WORK TO BE COMPLETED: Render the data below as a Markdown table with the columns Row and Line. Give each non-blank line its own numbered row and leave out blank lines.

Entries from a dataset
+++
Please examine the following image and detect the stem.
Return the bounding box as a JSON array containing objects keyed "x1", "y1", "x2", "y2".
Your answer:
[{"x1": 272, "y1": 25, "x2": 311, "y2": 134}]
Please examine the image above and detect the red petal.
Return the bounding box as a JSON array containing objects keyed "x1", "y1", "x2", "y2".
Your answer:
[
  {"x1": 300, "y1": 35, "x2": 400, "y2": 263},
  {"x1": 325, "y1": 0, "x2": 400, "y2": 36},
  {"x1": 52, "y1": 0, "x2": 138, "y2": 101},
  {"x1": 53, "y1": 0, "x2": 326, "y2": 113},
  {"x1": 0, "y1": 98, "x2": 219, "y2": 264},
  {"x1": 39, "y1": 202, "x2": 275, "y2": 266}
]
+++
TASK ANSWER:
| Row | Line |
|---|---|
| 1 | Please examine the following image and detect the stem. |
| 2 | Return the bounding box as a JSON array containing objects keyed "x1", "y1", "x2", "y2". |
| 3 | Your answer: |
| 4 | [{"x1": 272, "y1": 25, "x2": 311, "y2": 134}] |
| 5 | Please examine the image above and detect the red petal. |
| 6 | Return the bounding box as a JSON array containing objects keyed "x1", "y1", "x2", "y2". |
| 7 | Your answer: |
| 8 | [ |
| 9 |   {"x1": 300, "y1": 35, "x2": 400, "y2": 263}, |
| 10 |   {"x1": 325, "y1": 0, "x2": 400, "y2": 36}, |
| 11 |   {"x1": 52, "y1": 0, "x2": 138, "y2": 101}, |
| 12 |   {"x1": 53, "y1": 0, "x2": 326, "y2": 113}, |
| 13 |   {"x1": 0, "y1": 98, "x2": 219, "y2": 264}, |
| 14 |   {"x1": 39, "y1": 202, "x2": 275, "y2": 266} |
| 15 | ] |